#### Records to process

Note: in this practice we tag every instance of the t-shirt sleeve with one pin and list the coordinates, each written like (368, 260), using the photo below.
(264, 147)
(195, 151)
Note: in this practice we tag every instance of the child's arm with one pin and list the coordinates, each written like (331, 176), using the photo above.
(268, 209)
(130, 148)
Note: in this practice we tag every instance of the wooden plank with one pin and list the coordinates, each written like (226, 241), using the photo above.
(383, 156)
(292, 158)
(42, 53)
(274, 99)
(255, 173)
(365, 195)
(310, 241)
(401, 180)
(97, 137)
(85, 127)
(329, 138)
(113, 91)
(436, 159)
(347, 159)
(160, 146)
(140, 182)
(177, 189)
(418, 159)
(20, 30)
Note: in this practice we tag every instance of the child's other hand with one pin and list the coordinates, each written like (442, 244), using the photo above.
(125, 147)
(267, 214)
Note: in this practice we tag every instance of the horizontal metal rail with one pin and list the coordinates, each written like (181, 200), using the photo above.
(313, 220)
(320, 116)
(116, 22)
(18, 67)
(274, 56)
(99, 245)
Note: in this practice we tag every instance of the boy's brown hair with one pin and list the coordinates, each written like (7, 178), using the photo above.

########
#### Records to process

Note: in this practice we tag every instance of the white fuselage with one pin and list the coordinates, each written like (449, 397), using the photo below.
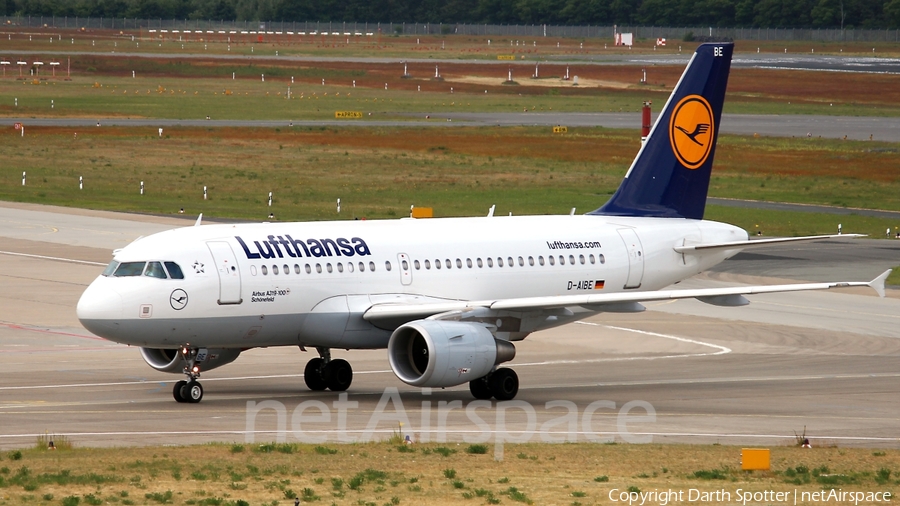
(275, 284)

########

(Task description)
Rewrite everything in the material from the line containing "Note: in this practice we tag every instance of the wooden" down to the line containing "Note: in this practice we tag every instance of the boy's", putting "marker" in place of "pin" and keeping all else as it is.

(Exercise solution)
Note: in this practice we tag every instance of the wooden plank with one marker and list the coordinates, each written like (226, 241), using the photo above.
(383, 156)
(292, 158)
(42, 53)
(274, 99)
(255, 173)
(365, 195)
(310, 241)
(401, 180)
(97, 137)
(85, 127)
(329, 138)
(113, 91)
(436, 159)
(347, 159)
(160, 146)
(140, 182)
(177, 189)
(418, 159)
(20, 30)
Note: in this practice we tag every instance of the child's other hand with one marker and list the coordinates, each written like (442, 244), using the photo above.
(125, 147)
(267, 214)
Note: in this practice we tag every instance of the horizontal metal rail with one marker and list the coordinates, each written like (181, 200), using the photo above.
(313, 220)
(320, 116)
(116, 22)
(18, 67)
(274, 56)
(99, 245)
Note: in this practice we tag every instance of the boy's brown hair with one marker and list the coordinates, each written like (7, 178), using the photo above.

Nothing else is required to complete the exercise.